◆ **TEXT SECTION**
_ _ _ _

No mate I know that 1.35v is for ram I set that in ram voltage as I want it to run with 3000Mhz stock and with stock timings and voltage, now my cpu by default if I leave all in auto set voltage at 4.0Ghz at 1.32v or 1.35v, to avoid this I set it like this check my image of CPU-Z:








So now you see I set up all auto then I did set up voltage for 4.0Ghz about 1.245v and the rest I set up for auto! No XMP profile running as if I set it up it will OC automatically.

Oh my mobo is Asus RoG Maximus VIII Hero all bios and drivers are up the date!

Cheers mate!
Thank you for fast replay


----------



## EarthDog (Sep 8, 2016)

Looks like you answered your own question... setting it manually. 





StanMen said:


> Now my question is how I can get it stock and is it good having my voltage around 1.248v constant instead of stock in auto 1.35v ?


----------



## Vayra86 (Sep 8, 2016)

StanMen said:


> No mate I know that 1.35v is for ram I set that in ram voltage as I want it to run with 3000Mhz stock and with stock timings and voltage, now my cpu by default if I leave all in auto set voltage at 4.0Ghz at 1.32v or 1.35v, to avoid this I set it like this check my image of CPU-Z:
> 
> 
> 
> ...



Holy moly. You need 1.248v for a measly 4.0 Ghz? That is one inefficient chip, or one bad OC.

My 'lazy' OC on the i5 3570k (larger process node 22nm vs 14nm, so less efficient overall) at 4.2 Ghz requires 1.22v. And mind you, I know my i5 is not a very good chip (I've seen lots of OC results below 1.2v for this chip at 4.2 Ghz, or even 4.4)

For comparison - you can definitely shave off some volts, or clock higher on that vCore. You can do this by lowering vCore in small increments and keep checking if it's stable. I think you can easily try out 1.21v for starters. You can see in your screenshot that the CPU starts off at 1.168v for 4 Ghz. I think you can get pretty close to that if you invest some more time in it.

_ _ _ _

◆ **DATA**
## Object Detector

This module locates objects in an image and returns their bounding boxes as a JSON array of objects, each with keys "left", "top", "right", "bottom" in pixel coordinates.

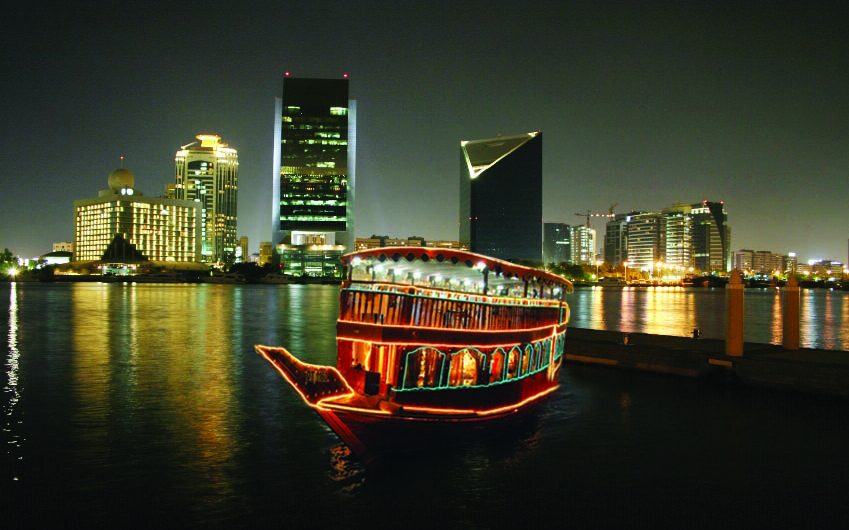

_ _ _ _

◆ **WHAT THIS EXERCISE ASKS**
**a)** Can you return the part of the overclocking thread that opens with the words containing "My 'lazy' OC" and closes with "time in it."?
**b)** How would you put this sentence from the overclocking thread into Spanish: "You can see in your screenshot that the CPU starts off at 1.168v for 4 Ghz."
This listing comes from a different source than the overclocking thread.

◆ **TASK RESPONSES**
**a)**
My 'lazy' OC on the i5 3570k (larger process node 22nm vs 14nm, so less efficient overall) at 4.2 Ghz requires 1.22v. And mind you, I know my i5 is not a very good chip (I've seen lots of OC results below 1.2v for this chip at 4.2 Ghz, or even 4.4)

For comparison - you can definitely shave off some volts, or clock higher on that vCore. You can do this by lowering vCore in small increments and keep checking if it's stable. I think you can easily try out 1.21v for starters. You can see in your screenshot that the CPU starts off at 1.168v for 4 Ghz. I think you can get pretty close to that if you invest some more time in it.

**b)** Puedes ver en tu captura de pantalla que la CPU empieza en 1.168v a 4 Ghz.